==== Raw data

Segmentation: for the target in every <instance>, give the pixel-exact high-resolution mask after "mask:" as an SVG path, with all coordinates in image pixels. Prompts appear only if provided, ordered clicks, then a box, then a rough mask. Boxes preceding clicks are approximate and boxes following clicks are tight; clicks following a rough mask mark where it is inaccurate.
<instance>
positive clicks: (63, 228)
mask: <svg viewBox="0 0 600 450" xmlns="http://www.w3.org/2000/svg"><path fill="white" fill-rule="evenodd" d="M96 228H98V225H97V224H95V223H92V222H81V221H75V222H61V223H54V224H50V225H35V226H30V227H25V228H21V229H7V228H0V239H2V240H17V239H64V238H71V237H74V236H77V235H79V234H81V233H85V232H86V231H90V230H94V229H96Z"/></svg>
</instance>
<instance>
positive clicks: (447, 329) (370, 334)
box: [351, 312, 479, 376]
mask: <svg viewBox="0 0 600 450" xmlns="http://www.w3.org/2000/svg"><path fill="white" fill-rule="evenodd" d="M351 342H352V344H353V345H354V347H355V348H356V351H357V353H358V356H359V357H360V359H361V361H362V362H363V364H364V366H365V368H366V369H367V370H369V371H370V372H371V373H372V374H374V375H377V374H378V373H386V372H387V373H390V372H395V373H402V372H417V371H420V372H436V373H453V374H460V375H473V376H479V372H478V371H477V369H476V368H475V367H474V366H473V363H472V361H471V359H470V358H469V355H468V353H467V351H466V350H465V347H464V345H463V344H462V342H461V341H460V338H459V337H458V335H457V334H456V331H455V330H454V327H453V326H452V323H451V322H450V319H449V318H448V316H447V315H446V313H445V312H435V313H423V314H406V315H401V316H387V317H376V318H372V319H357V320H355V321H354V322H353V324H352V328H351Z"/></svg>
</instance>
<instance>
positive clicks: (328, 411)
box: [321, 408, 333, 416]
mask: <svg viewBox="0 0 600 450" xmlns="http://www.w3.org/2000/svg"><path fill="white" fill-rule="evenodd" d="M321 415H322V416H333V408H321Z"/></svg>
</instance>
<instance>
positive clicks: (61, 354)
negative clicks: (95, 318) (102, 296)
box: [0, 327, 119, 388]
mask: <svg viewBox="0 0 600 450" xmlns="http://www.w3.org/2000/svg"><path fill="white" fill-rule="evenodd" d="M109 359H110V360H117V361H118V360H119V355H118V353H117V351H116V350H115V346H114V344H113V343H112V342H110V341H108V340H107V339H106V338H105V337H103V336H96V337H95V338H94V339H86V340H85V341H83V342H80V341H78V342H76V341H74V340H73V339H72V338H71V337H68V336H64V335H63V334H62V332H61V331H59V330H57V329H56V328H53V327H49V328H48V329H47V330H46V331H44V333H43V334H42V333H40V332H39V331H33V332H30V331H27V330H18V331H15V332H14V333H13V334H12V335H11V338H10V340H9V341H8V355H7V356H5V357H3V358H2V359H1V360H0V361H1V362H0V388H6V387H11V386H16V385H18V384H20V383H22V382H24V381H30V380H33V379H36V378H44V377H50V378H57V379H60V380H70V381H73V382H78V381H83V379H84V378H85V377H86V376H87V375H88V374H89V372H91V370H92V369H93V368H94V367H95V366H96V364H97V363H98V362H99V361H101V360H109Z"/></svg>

========

What needs to be done: Format each line of the listing above as one string in a JSON list, skipping any blank lines.

Answer for this exercise:
[
  "Segmentation: for the target in every <instance>, give the pixel-exact high-resolution mask after \"mask:\" as an SVG path, with all coordinates in image pixels. Prompts appear only if provided, ordered clicks, then a box, then a rough mask. Boxes preceding clicks are approximate and boxes following clicks are tight; clicks following a rough mask mark where it is inaccurate.",
  "<instance>",
  "positive clicks: (63, 228)",
  "mask: <svg viewBox=\"0 0 600 450\" xmlns=\"http://www.w3.org/2000/svg\"><path fill=\"white\" fill-rule=\"evenodd\" d=\"M96 228H98V225H97V224H95V223H92V222H81V221H75V222H61V223H54V224H50V225H35V226H30V227H25V228H21V229H7V228H0V239H2V240H17V239H64V238H71V237H74V236H77V235H79V234H81V233H85V232H86V231H90V230H94V229H96Z\"/></svg>",
  "</instance>",
  "<instance>",
  "positive clicks: (447, 329) (370, 334)",
  "box: [351, 312, 479, 376]",
  "mask: <svg viewBox=\"0 0 600 450\" xmlns=\"http://www.w3.org/2000/svg\"><path fill=\"white\" fill-rule=\"evenodd\" d=\"M351 342H352V344H353V345H354V347H355V348H356V351H357V353H358V356H359V357H360V359H361V361H362V362H363V364H364V366H365V368H366V369H367V370H369V371H370V372H371V373H372V374H374V375H377V374H378V373H386V372H387V373H390V372H395V373H402V372H417V371H420V372H436V373H453V374H460V375H473V376H479V372H478V371H477V369H476V368H475V367H474V366H473V363H472V361H471V359H470V358H469V355H468V353H467V351H466V350H465V347H464V345H463V344H462V342H461V341H460V338H459V337H458V335H457V334H456V331H455V330H454V327H453V326H452V323H451V322H450V319H449V318H448V316H447V315H446V313H445V312H435V313H423V314H406V315H401V316H387V317H376V318H372V319H357V320H355V321H354V322H353V324H352V328H351Z\"/></svg>",
  "</instance>",
  "<instance>",
  "positive clicks: (328, 411)",
  "box: [321, 408, 333, 416]",
  "mask: <svg viewBox=\"0 0 600 450\" xmlns=\"http://www.w3.org/2000/svg\"><path fill=\"white\" fill-rule=\"evenodd\" d=\"M321 415H322V416H333V408H321Z\"/></svg>",
  "</instance>",
  "<instance>",
  "positive clicks: (61, 354)",
  "negative clicks: (95, 318) (102, 296)",
  "box: [0, 327, 119, 388]",
  "mask: <svg viewBox=\"0 0 600 450\" xmlns=\"http://www.w3.org/2000/svg\"><path fill=\"white\" fill-rule=\"evenodd\" d=\"M109 359H110V360H117V361H118V360H119V355H118V353H117V351H116V350H115V346H114V344H113V343H112V342H110V341H108V340H107V339H106V338H105V337H103V336H96V337H95V338H94V339H86V340H85V341H83V342H80V341H78V342H76V341H74V340H73V339H72V338H71V337H68V336H64V335H63V334H62V332H61V331H59V330H57V329H56V328H53V327H49V328H48V329H47V330H46V331H44V333H43V334H42V333H40V332H39V331H33V332H30V331H27V330H18V331H15V332H14V333H13V334H12V335H11V338H10V340H9V341H8V355H7V356H5V357H3V358H2V359H1V360H0V361H1V362H0V388H6V387H11V386H16V385H18V384H20V383H22V382H24V381H30V380H33V379H36V378H44V377H50V378H57V379H60V380H70V381H73V382H78V381H83V379H84V378H85V377H86V376H87V375H88V374H89V372H91V370H92V369H93V368H94V367H95V366H96V364H97V363H98V362H99V361H101V360H109Z\"/></svg>"
]